Task objective.
Search the entries for the word "Find". Copy every line where it turns up.

Data shown.
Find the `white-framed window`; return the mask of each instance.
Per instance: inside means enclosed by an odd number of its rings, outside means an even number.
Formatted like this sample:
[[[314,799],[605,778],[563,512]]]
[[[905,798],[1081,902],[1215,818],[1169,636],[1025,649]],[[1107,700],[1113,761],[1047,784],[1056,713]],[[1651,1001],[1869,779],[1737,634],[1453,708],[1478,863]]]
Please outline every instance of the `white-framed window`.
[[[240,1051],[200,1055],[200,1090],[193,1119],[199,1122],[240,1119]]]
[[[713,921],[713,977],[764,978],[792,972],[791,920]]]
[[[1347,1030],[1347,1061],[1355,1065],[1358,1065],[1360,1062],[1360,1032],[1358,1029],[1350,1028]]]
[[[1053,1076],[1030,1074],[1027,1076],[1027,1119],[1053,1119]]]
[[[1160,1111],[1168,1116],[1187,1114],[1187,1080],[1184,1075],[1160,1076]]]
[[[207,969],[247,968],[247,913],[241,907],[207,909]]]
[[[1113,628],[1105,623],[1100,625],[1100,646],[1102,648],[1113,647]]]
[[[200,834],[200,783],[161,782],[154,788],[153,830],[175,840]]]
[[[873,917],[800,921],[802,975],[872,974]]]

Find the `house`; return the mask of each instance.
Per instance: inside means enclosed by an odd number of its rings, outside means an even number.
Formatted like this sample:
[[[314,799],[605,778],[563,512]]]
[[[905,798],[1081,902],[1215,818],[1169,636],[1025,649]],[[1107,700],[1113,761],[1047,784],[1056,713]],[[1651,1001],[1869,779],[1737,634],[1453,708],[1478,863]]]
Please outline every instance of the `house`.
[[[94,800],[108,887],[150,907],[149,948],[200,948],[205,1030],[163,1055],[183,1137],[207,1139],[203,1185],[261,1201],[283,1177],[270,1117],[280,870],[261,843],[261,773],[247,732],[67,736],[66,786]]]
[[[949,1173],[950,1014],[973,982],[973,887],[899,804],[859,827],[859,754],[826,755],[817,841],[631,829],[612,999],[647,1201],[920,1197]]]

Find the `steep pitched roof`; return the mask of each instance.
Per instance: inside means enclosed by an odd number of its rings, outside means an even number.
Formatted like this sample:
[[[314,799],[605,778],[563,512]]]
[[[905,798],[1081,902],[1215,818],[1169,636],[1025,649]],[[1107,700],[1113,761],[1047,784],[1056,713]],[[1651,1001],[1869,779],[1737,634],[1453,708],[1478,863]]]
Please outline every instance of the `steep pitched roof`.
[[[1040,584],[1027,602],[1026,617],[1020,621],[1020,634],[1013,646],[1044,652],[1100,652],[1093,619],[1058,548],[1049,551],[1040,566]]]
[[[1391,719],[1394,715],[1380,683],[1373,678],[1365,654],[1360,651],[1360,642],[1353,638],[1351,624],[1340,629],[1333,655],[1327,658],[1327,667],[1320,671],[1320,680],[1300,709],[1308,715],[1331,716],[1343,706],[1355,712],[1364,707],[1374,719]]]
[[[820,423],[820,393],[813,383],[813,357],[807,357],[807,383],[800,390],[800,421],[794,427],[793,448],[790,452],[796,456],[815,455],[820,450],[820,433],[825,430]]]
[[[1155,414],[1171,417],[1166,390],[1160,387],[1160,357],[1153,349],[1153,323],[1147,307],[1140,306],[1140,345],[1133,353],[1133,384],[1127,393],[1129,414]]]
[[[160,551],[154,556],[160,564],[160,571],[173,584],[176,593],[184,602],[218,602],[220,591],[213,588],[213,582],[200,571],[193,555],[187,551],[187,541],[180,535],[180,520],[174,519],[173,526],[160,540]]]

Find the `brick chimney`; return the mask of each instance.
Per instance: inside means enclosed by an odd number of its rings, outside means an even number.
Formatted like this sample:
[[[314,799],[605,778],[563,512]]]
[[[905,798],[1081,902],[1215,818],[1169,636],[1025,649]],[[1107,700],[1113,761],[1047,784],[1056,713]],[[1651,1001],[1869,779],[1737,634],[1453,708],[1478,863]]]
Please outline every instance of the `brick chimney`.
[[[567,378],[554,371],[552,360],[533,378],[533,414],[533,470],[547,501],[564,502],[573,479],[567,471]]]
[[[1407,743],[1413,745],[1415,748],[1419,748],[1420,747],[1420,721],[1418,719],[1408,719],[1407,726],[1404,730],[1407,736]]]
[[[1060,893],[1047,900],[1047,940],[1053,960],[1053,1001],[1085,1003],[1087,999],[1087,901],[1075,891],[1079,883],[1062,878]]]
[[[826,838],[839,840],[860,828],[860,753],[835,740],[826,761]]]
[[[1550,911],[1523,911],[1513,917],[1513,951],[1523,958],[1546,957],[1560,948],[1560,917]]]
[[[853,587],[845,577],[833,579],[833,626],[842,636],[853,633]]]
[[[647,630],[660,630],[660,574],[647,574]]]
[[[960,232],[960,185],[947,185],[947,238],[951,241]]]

Written answer.
Find the `white-framed window`; return the mask of each instance.
Find the `house`; return the mask of each instance.
Find the `steep pitched roof`; return the mask of each instance.
Find the `brick chimney`; return the mask of each instance.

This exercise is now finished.